- What is needed
Please give only the number of lines in the records below that contain the string "stair", treating case as significant.

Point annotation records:
· · · · ·

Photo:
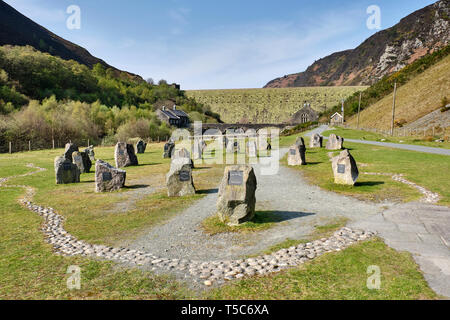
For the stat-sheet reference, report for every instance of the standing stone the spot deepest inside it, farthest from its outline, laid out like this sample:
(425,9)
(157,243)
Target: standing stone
(263,143)
(297,155)
(316,141)
(182,154)
(124,155)
(236,203)
(232,146)
(168,150)
(70,149)
(345,169)
(82,161)
(252,149)
(90,152)
(198,149)
(66,172)
(179,179)
(108,178)
(141,146)
(335,142)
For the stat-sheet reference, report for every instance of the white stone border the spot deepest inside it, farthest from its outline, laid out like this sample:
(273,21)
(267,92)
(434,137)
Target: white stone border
(210,272)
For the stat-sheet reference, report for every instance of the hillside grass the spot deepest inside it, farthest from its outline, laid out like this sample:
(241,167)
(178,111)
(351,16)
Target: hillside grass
(268,105)
(416,98)
(417,167)
(30,269)
(372,136)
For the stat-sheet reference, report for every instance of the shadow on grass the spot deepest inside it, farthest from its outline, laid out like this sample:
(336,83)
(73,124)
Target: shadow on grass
(137,186)
(208,191)
(368,183)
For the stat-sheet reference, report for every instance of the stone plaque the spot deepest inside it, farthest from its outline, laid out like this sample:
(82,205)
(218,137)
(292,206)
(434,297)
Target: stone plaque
(185,176)
(106,176)
(236,178)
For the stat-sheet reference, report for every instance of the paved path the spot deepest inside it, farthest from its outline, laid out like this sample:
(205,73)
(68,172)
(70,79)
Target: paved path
(410,147)
(424,231)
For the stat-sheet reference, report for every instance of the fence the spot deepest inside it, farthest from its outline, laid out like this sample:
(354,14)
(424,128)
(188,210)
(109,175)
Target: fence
(407,132)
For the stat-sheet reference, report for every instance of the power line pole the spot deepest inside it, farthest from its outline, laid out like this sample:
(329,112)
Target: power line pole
(359,107)
(393,109)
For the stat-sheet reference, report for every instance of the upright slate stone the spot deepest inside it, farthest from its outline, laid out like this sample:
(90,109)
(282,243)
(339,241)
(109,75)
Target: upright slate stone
(237,201)
(124,155)
(252,149)
(179,179)
(297,155)
(232,146)
(108,178)
(90,152)
(70,149)
(316,141)
(335,142)
(197,150)
(82,160)
(141,146)
(65,171)
(168,150)
(345,169)
(182,154)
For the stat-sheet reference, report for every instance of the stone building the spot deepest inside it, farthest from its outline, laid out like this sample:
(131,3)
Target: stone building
(306,114)
(337,118)
(173,117)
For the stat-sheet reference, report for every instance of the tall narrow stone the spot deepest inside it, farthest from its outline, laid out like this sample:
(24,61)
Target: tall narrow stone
(65,171)
(124,155)
(316,141)
(179,180)
(335,142)
(108,178)
(345,169)
(237,200)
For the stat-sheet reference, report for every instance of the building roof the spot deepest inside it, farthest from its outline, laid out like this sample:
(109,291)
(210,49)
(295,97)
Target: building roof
(173,113)
(337,113)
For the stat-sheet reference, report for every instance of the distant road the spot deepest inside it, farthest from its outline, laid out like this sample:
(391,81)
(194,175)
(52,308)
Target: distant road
(445,152)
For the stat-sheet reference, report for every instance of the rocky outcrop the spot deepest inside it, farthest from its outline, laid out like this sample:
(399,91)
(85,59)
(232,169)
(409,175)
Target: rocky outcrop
(420,33)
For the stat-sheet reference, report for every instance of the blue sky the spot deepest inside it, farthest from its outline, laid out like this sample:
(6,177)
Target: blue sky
(209,44)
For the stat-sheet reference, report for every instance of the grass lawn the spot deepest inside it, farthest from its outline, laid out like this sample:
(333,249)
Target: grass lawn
(337,276)
(417,167)
(372,136)
(30,270)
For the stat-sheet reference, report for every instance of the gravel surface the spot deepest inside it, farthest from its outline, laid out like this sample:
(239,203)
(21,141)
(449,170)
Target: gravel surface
(299,205)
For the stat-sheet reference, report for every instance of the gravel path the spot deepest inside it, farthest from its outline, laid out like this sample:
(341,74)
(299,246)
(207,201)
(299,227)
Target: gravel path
(297,204)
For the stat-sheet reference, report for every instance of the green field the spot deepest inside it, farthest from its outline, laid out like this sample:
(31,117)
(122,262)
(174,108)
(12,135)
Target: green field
(30,270)
(269,105)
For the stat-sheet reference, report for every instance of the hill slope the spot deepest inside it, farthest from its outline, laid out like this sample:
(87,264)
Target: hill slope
(16,29)
(420,33)
(415,99)
(268,105)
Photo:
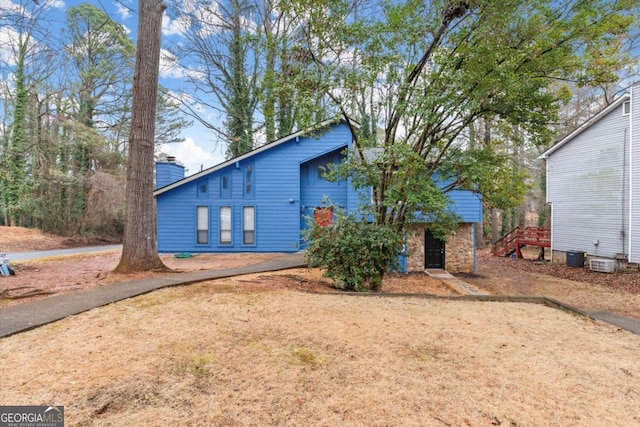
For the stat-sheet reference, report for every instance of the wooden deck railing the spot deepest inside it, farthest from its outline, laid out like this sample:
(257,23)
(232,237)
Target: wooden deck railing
(514,240)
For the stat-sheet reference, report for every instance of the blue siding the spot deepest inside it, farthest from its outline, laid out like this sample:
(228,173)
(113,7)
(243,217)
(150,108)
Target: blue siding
(286,187)
(467,205)
(276,196)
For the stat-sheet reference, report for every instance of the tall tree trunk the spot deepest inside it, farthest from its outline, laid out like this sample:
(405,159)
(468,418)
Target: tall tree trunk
(139,252)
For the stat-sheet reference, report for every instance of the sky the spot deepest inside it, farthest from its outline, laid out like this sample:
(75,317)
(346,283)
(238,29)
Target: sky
(200,148)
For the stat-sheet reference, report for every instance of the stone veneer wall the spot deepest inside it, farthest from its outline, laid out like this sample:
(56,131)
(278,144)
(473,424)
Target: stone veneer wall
(458,249)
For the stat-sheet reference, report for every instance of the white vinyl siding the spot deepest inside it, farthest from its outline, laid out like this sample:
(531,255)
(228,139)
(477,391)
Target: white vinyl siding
(202,221)
(248,225)
(634,184)
(225,225)
(588,185)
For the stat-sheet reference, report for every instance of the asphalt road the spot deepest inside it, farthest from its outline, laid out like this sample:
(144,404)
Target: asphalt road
(17,256)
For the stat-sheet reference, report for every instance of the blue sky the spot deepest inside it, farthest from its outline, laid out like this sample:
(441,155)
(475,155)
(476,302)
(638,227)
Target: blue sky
(200,148)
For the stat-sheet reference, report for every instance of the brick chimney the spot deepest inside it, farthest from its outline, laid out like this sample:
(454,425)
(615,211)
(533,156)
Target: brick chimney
(168,172)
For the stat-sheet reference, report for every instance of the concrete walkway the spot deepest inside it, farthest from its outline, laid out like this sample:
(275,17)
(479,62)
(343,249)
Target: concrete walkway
(28,315)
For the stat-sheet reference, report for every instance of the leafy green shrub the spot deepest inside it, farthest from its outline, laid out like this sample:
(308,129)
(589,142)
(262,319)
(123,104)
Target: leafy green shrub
(354,254)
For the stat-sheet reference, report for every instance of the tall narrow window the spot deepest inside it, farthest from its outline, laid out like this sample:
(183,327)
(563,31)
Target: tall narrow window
(225,225)
(248,225)
(248,180)
(225,186)
(202,220)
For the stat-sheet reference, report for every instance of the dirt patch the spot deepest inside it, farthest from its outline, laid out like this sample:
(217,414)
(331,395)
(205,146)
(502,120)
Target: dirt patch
(215,354)
(575,286)
(21,239)
(285,349)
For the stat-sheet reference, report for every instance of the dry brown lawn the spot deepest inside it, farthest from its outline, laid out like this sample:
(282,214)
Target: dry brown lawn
(217,353)
(280,349)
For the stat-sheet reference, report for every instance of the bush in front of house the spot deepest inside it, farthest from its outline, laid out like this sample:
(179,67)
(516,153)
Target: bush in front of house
(354,254)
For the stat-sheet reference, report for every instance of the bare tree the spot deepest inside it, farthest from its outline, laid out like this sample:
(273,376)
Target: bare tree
(139,252)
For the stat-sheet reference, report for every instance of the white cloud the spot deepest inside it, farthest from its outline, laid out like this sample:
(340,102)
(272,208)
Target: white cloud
(173,27)
(192,156)
(122,11)
(56,4)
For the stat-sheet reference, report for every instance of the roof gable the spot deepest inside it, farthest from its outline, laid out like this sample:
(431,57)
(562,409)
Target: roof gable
(252,153)
(589,123)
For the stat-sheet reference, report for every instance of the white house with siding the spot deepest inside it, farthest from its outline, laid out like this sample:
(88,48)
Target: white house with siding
(593,185)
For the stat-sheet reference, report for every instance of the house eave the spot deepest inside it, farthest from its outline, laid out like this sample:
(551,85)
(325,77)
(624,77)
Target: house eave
(592,121)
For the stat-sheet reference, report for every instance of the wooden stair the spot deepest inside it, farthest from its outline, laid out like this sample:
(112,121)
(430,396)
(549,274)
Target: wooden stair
(517,238)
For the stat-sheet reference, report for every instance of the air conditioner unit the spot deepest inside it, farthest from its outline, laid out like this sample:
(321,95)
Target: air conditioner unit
(602,265)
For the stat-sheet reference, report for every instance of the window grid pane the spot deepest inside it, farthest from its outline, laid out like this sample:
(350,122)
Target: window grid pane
(202,228)
(248,225)
(225,224)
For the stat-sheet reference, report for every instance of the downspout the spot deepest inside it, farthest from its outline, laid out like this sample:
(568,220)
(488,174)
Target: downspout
(623,232)
(631,174)
(473,231)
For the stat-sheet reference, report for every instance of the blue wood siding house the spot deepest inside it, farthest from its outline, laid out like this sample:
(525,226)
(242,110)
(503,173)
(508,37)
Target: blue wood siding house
(260,201)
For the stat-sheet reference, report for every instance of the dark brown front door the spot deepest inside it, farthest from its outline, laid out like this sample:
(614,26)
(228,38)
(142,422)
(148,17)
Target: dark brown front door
(433,251)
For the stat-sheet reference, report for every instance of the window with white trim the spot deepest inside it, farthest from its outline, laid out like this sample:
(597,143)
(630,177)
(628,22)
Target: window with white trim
(248,225)
(225,225)
(225,186)
(249,181)
(202,225)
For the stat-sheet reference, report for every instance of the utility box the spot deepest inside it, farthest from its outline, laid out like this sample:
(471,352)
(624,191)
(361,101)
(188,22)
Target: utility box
(575,259)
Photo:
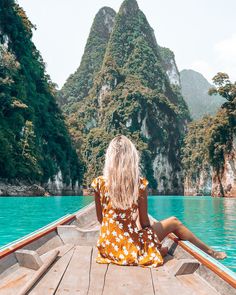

· · · · ·

- Result of the task
2